• What you have to do:
Write out the listing below without alteration, omitting its pictures.

• Record excerpts:
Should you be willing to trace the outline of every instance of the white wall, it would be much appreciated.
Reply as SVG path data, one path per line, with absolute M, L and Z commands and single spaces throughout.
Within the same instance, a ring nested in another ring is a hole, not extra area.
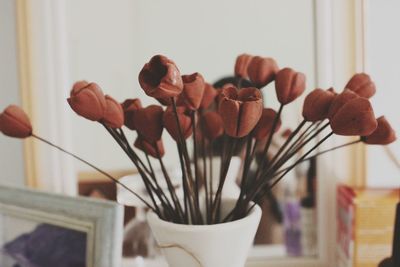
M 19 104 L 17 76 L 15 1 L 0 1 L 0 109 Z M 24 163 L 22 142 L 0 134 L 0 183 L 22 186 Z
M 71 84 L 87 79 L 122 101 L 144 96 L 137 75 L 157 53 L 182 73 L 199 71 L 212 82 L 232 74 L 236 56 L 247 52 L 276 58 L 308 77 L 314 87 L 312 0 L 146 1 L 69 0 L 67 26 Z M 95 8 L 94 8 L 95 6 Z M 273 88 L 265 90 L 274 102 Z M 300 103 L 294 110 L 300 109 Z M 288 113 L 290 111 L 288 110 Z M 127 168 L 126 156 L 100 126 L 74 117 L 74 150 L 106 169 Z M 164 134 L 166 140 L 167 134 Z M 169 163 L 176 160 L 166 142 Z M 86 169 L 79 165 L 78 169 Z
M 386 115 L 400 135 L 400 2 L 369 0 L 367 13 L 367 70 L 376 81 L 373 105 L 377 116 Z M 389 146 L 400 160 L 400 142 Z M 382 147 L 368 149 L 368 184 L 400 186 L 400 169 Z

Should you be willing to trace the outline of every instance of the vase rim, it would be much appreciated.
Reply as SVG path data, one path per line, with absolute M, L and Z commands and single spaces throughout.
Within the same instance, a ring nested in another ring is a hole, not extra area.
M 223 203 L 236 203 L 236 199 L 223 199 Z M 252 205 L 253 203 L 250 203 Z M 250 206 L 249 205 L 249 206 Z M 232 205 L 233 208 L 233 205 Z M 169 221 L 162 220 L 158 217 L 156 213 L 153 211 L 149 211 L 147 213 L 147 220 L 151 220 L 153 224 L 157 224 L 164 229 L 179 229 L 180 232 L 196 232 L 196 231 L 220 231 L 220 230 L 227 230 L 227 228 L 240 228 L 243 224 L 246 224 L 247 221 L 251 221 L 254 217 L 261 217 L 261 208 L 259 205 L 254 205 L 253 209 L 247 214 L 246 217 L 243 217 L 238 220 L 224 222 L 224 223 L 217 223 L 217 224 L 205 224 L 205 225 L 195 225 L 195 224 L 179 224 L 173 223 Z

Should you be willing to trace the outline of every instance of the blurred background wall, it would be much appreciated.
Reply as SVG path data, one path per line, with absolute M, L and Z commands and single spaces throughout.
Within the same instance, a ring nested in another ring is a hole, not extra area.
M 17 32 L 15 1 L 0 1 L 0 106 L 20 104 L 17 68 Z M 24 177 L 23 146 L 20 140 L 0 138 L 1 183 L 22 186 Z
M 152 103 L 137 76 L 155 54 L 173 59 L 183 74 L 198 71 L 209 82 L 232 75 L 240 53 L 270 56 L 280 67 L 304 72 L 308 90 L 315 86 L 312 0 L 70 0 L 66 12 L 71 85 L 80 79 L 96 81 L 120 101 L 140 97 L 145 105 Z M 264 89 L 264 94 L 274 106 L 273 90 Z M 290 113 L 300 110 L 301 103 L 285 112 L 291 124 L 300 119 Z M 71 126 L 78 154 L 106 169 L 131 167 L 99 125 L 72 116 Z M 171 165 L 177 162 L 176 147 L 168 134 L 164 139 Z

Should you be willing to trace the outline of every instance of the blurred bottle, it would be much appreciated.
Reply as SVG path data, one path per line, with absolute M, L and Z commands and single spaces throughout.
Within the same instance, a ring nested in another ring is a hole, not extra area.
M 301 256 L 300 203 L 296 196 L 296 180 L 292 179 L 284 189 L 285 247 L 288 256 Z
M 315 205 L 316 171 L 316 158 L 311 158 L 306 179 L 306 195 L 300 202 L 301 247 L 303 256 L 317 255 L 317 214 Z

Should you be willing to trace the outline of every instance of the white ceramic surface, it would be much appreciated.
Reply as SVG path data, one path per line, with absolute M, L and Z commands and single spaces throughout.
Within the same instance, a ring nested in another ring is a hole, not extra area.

• The completed task:
Should you be willing to trace the outline of every instance of the white wall, it would be much appreciated.
Reply as SVG path data, one path per line, with absolute M, L and Z commands and single spaces throughout.
Within the same instance, a ring nested in another ring is a hole, not extra area.
M 19 104 L 17 76 L 15 1 L 0 1 L 0 109 Z M 24 163 L 22 142 L 0 134 L 0 183 L 22 186 Z
M 71 84 L 87 79 L 122 101 L 144 96 L 137 75 L 157 53 L 182 73 L 199 71 L 212 82 L 232 74 L 236 56 L 247 52 L 276 58 L 308 77 L 314 87 L 312 0 L 146 1 L 69 0 L 67 26 Z M 95 8 L 94 8 L 95 6 Z M 273 88 L 265 90 L 274 102 Z M 300 103 L 294 110 L 300 109 Z M 288 113 L 290 111 L 288 110 Z M 127 168 L 126 156 L 100 126 L 74 117 L 74 150 L 106 169 Z M 164 134 L 166 140 L 167 134 Z M 169 163 L 176 160 L 166 142 Z M 86 169 L 79 165 L 78 169 Z
M 386 115 L 400 135 L 400 2 L 369 0 L 367 13 L 367 70 L 376 81 L 373 105 L 377 116 Z M 389 146 L 400 160 L 400 142 Z M 382 147 L 368 149 L 368 184 L 400 186 L 400 169 Z

Should you be willing to trace the outline of every instance of the vase rim, it would be much appreciated.
Reply as SVG path data, one path per line, with absolute M, L and Z commands and single spaces throughout.
Within the same instance, a ring nested in another ring is a hole, not extra area.
M 223 203 L 236 203 L 236 199 L 223 199 Z M 252 205 L 253 203 L 250 203 Z M 250 206 L 249 205 L 249 206 Z M 232 205 L 233 208 L 233 205 Z M 169 221 L 162 220 L 158 217 L 156 213 L 153 211 L 149 211 L 147 213 L 147 220 L 151 220 L 153 224 L 157 224 L 164 229 L 179 229 L 180 232 L 196 232 L 196 231 L 220 231 L 220 230 L 227 230 L 227 228 L 240 228 L 243 224 L 246 224 L 247 221 L 251 221 L 254 217 L 261 217 L 261 208 L 259 205 L 254 205 L 253 209 L 247 214 L 246 217 L 243 217 L 238 220 L 224 222 L 224 223 L 217 223 L 217 224 L 205 224 L 205 225 L 195 225 L 195 224 L 179 224 L 173 223 Z

Should you be willing to trace the outline of every instance of the blurred background wall, it would be much appreciated.
Reply as SVG path data, one path per line, with absolute M, L and Z commands and single spaces throughout.
Within the same instance, a ring nested in another ring is a hole, not extra area.
M 17 32 L 15 1 L 0 1 L 0 106 L 20 104 L 17 68 Z M 24 177 L 23 146 L 20 140 L 0 138 L 1 183 L 22 186 Z
M 152 103 L 137 76 L 155 54 L 173 59 L 183 74 L 198 71 L 209 82 L 232 75 L 240 53 L 270 56 L 280 67 L 304 72 L 308 90 L 315 86 L 312 0 L 70 0 L 66 12 L 71 85 L 80 79 L 96 81 L 120 101 L 140 97 L 145 105 Z M 264 89 L 264 94 L 274 106 L 273 90 Z M 290 113 L 300 110 L 301 103 L 285 112 L 291 124 L 300 119 Z M 71 126 L 78 154 L 106 169 L 131 167 L 99 125 L 72 116 Z M 171 165 L 177 162 L 176 147 L 168 134 L 164 139 Z

Should you be willing to trace the outline of every instance of the blurred bottle, it would be much appreciated.
Reply as SVG path data, one path per line, with absolute M, L and Z commands and single spaces throughout.
Within the same instance, a ring nested in another ring is a hole, not extra area.
M 301 256 L 300 203 L 296 196 L 296 180 L 292 179 L 284 189 L 285 247 L 288 256 Z
M 315 205 L 316 171 L 316 158 L 311 158 L 306 179 L 306 195 L 300 202 L 301 247 L 303 256 L 317 255 L 317 214 Z

Should you be willing to trace the outline of every instance of the white ceramic surface, it would be much appreciated.
Reply as SVG path data, one path per line, with absolute M, L and Z commands and single spaces throughout.
Within the same instance, a ring nested in another ring is a hole, not extra area.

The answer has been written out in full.